• [TO BE DONE] Extend the exFAT buffer-write patch description below, picking up after its final sentence.

[PATCH v2] exfat: check disk status during buffer write

Dongliang Cui posted 1 patch 1 month, 2 weeks ago
There is a newer version of this series
fs/exfat/inode.c | 11 +++++++++++
1 file changed, 11 insertions(+)
[PATCH v2] exfat: check disk status during buffer write
Posted by Dongliang Cui 1 month, 2 weeks ago
We found that when writing a large file through buffer write, if the
disk is inaccessible, exFAT does not return an error normally, which
leads to the writing process not stopping properly.

To easily reproduce this issue, you can follow the steps below:

1. format a device to exFAT and then mount (with a full disk erase)
2. dd if=/dev/zero of=/exfat_mount/test.img bs=1M count=8192
3. eject the device

You may find that the dd process does not stop immediately and may
continue for a long time.

The root cause of this issue is that during buffer write process,
exFAT does not need to access the disk to look up directory entries
or the FAT table (whereas FAT would do) every time data is written.
Instead, exFAT simply marks the buffer as dirty and returns,
delegating the writeback operation to the writeback process.

• [STORED RECORDS]
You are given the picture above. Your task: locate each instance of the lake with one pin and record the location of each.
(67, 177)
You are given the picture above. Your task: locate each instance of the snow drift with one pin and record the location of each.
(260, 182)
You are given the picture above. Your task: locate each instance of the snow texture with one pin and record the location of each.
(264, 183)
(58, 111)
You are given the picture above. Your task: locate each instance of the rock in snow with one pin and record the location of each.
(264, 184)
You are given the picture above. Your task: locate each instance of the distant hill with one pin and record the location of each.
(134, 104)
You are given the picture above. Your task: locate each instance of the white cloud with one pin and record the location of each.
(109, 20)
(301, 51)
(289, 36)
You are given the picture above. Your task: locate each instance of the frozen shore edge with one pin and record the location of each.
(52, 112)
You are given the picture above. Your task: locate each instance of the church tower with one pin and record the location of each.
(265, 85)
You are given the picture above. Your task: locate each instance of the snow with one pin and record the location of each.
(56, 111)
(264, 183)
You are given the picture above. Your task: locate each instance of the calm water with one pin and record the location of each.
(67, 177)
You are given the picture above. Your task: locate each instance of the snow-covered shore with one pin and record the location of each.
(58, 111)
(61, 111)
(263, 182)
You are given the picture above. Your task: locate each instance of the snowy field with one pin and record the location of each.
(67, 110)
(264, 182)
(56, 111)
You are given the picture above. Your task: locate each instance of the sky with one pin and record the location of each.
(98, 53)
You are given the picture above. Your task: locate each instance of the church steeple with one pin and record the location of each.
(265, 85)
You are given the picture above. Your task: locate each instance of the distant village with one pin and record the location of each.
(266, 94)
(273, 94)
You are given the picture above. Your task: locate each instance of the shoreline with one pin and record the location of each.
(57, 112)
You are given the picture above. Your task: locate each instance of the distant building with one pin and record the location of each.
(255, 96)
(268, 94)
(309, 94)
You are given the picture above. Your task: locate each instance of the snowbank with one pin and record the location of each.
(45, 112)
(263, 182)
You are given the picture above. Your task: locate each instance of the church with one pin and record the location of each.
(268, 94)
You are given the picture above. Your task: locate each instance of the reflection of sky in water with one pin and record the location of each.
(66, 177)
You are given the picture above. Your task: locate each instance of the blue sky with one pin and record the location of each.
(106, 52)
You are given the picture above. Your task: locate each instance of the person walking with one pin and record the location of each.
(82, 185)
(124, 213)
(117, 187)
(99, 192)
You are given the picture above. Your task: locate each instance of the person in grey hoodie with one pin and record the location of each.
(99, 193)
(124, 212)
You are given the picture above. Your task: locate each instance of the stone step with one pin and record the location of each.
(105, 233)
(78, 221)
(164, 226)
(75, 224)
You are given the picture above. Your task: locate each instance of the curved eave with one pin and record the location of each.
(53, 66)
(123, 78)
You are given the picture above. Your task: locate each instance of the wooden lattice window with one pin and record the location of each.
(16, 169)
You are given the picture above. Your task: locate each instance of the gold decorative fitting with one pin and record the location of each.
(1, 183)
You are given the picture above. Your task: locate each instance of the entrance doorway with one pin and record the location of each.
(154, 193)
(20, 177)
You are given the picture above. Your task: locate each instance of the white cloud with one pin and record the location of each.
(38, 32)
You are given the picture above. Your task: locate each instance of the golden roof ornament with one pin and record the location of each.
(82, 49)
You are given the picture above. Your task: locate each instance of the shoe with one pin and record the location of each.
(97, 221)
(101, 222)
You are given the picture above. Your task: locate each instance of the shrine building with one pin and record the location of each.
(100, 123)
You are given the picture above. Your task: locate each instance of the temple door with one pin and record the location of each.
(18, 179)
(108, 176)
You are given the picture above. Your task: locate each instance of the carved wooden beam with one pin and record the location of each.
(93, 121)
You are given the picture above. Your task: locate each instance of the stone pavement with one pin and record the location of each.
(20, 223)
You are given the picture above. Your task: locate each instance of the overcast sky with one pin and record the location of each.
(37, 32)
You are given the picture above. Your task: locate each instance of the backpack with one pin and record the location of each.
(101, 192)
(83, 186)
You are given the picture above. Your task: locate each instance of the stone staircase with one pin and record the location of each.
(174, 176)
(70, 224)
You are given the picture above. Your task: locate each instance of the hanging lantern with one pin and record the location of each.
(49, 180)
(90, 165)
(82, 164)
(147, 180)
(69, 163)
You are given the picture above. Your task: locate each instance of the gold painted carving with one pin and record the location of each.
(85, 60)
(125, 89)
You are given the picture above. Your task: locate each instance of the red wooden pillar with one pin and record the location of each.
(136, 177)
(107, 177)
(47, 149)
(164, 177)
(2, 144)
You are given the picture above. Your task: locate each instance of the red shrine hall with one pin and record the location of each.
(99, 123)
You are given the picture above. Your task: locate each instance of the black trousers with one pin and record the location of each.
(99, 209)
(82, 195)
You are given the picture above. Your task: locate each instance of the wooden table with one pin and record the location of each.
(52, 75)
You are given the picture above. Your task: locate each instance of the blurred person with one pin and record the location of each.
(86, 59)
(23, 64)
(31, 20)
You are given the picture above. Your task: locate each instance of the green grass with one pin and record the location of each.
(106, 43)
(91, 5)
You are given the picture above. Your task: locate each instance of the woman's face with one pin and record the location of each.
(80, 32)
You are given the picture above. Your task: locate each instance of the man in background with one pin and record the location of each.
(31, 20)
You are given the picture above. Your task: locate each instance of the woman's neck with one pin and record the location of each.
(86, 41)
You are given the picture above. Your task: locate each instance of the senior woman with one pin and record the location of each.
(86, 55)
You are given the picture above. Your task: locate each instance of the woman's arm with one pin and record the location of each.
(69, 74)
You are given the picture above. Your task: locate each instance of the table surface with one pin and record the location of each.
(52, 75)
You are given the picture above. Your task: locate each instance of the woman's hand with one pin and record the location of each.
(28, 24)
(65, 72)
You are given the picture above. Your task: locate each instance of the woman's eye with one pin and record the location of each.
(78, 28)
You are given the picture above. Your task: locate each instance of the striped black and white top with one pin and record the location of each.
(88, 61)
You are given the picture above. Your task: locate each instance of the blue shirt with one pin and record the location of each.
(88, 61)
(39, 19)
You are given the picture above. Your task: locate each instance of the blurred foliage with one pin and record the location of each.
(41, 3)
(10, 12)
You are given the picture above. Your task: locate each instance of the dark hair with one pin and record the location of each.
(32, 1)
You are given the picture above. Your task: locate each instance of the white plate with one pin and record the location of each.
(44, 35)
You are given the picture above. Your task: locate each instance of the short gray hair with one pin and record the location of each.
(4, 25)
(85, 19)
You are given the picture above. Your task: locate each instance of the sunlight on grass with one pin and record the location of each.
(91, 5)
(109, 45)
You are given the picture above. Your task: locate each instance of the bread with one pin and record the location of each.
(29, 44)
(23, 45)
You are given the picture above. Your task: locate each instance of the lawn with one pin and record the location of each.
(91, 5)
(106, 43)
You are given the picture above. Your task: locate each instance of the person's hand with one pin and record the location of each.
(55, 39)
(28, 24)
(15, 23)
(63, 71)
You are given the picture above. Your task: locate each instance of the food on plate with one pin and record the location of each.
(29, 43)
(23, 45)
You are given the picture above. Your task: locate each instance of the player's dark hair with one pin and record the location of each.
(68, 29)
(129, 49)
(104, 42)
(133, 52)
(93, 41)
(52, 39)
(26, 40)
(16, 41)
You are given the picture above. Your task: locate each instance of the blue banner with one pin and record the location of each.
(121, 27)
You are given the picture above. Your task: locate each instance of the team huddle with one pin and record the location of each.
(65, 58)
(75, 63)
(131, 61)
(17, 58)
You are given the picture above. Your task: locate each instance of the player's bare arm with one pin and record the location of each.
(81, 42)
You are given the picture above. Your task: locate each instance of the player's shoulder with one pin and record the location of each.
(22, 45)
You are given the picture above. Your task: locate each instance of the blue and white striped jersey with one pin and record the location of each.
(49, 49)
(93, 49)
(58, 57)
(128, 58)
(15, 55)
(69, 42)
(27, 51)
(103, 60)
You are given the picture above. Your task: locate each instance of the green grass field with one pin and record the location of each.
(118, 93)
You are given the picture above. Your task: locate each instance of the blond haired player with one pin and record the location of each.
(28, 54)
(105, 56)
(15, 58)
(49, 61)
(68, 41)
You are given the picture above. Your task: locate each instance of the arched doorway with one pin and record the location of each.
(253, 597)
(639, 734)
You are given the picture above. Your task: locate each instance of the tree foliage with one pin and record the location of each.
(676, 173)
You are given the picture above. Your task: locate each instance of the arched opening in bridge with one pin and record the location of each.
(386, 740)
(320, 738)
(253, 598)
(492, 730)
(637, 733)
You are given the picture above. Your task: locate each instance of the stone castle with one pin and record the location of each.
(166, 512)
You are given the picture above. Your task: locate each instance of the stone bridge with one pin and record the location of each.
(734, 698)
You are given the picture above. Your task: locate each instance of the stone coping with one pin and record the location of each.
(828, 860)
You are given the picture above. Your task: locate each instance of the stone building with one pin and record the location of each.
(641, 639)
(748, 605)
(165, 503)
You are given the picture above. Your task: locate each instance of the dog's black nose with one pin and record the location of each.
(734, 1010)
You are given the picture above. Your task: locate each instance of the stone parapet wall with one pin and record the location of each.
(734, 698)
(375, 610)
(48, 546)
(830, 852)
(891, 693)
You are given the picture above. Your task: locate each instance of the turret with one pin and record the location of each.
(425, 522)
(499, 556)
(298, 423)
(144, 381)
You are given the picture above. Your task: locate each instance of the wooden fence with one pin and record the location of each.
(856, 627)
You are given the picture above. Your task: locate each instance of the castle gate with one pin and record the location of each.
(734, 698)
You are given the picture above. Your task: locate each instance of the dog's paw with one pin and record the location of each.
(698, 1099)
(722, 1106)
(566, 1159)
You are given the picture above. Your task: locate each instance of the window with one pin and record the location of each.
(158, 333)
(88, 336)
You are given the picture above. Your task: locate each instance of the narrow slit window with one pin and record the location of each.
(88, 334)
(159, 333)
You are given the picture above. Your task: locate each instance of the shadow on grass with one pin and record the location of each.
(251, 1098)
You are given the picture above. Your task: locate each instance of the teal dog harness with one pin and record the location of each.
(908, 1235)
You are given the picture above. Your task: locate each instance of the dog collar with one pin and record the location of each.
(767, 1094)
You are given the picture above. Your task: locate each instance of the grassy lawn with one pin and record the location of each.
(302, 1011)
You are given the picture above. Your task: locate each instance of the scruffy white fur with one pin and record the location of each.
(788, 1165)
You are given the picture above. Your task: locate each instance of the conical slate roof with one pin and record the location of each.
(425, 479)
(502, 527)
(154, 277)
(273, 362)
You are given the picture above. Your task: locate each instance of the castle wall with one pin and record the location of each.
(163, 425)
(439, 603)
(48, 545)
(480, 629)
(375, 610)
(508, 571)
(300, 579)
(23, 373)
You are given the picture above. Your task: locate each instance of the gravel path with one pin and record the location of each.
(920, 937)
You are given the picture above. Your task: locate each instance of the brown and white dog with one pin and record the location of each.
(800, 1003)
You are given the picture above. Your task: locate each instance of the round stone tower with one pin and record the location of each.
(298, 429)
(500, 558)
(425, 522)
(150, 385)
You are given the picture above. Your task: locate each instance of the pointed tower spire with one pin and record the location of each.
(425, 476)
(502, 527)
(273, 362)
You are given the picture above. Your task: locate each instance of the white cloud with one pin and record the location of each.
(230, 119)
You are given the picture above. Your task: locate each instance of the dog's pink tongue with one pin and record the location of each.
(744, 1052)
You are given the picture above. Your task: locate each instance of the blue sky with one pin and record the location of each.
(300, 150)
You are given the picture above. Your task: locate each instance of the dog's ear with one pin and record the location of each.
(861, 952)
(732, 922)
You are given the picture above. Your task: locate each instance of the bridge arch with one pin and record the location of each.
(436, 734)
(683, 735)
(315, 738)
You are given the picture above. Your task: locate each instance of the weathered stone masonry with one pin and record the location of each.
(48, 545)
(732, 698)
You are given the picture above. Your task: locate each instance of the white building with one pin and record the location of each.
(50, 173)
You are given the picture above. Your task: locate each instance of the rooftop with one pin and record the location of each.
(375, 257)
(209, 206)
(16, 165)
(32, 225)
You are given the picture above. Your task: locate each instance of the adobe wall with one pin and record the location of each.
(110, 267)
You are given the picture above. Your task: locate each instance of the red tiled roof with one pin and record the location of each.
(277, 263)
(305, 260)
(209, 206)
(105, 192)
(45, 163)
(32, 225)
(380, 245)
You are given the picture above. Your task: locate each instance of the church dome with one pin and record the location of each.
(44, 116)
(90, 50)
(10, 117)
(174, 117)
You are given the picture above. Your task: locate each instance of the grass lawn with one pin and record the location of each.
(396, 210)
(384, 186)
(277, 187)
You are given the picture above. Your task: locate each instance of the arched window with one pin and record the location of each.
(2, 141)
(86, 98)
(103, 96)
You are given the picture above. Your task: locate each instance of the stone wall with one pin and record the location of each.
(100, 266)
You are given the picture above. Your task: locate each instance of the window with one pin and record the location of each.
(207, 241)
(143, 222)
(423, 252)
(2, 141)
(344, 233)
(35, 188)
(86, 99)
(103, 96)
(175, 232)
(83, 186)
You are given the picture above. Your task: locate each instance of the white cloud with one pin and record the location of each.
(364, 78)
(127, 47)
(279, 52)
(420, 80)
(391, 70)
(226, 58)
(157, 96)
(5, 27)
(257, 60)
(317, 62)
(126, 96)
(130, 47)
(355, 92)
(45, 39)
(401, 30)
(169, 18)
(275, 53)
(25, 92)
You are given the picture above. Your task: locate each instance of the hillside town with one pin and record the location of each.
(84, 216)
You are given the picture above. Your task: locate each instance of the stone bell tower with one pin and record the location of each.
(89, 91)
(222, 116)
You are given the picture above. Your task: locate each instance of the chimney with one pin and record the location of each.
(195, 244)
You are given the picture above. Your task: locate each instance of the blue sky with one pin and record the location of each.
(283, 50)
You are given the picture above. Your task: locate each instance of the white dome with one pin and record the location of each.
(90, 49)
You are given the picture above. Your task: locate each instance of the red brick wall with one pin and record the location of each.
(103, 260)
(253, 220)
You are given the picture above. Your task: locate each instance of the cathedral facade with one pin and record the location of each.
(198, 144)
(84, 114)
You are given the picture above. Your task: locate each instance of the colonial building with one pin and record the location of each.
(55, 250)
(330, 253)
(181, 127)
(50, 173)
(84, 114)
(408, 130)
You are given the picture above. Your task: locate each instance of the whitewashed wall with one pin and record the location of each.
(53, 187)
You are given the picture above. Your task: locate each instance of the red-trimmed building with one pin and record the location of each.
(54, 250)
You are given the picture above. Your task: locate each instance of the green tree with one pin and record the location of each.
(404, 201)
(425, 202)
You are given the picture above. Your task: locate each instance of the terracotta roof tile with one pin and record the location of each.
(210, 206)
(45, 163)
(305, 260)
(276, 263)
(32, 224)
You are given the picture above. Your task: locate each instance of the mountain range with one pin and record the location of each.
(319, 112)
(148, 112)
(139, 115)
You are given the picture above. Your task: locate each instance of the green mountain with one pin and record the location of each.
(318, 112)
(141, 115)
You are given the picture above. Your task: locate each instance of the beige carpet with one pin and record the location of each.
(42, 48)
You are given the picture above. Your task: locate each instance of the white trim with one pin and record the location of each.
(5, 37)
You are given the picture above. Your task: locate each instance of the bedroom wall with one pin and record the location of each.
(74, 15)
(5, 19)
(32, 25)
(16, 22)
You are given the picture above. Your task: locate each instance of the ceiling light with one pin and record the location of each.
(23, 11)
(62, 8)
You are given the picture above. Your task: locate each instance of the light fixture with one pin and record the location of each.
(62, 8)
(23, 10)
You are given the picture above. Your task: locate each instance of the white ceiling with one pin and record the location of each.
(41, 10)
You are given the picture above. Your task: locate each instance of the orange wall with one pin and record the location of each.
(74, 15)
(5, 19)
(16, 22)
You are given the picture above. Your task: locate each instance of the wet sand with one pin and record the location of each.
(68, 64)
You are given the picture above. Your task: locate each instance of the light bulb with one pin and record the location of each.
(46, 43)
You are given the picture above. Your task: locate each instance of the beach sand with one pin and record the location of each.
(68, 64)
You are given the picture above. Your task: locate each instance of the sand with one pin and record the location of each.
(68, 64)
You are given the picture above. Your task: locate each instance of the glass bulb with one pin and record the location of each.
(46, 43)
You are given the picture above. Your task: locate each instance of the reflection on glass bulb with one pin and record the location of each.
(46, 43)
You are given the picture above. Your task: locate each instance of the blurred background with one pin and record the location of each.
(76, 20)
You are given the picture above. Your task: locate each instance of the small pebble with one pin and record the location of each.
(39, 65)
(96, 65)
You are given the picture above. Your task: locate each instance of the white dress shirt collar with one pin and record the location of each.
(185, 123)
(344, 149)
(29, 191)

• [TASK OUTPUT]
If the disk cannot be accessed at this time, the error will only be
returned to the writeback process, and the original process will not
receive the error, so it cannot be returned to the user side.

When the disk cannot be accessed normally, an error should be returned
to stop the writing process.

Signed-off-by: Dongliang Cui <dongliang.cui@unisoc.com>
Signed-off-by: Zhiguo Niu <zhiguo.niu@unisoc.com>
---
Changes in v2:
 - Refer to the block_device_ejected in ext4 for determining the
   device status.
 - Change the disk_check process to exfat_get_block to cover all
   buffer write scenarios.
---
---
 fs/exfat/inode.c | 11 +++++++++++
 1 file changed, 11 insertions(+)

diff --git a/fs/exfat/inode.c b/fs/exfat/inode.c
index dd894e558c91..463cebb19852 100644
--- a/fs/exfat/inode.c
+++ b/fs/exfat/inode.c
@@ -8,6 +8,7 @@
 #include <linux/mpage.h>
 #include <linux/bio.h>
 #include <linux/blkdev.h>
+#include <linux/backing-dev-defs.h>
 #include <linux/time.h>
 #include <linux/writeback.h>
 #include <linux/uio.h>
@@ -275,6 +276,13 @@ static int exfat_map_new_buffer(struct exfat_inode_info *ei,
 	return 0;
 }
 
+static int exfat_block_device_ejected(struct super_block *sb)
+{
+	struct backing_dev_info *bdi = sb->s_bdi;
+
+	return bdi->dev == NULL;
+}
+
 static int exfat_get_block(struct inode *inode, sector_t iblock,
 		struct buffer_head *bh_result, int create)
 {
@@ -290,6 +298,9 @@ static int exfat_get_block(struct inode *inode, sector_t iblock,
 	sector_t valid_blks;
 	loff_t pos;
 
+	if (exfat_block_device_ejected(sb))
+		return -ENODEV;
+
 	mutex_lock(&sbi->s_lock);
 	last_block = EXFAT_B_TO_BLK_ROUND_UP(i_size_read(inode), sb);
 	if (iblock >= last_block && !create)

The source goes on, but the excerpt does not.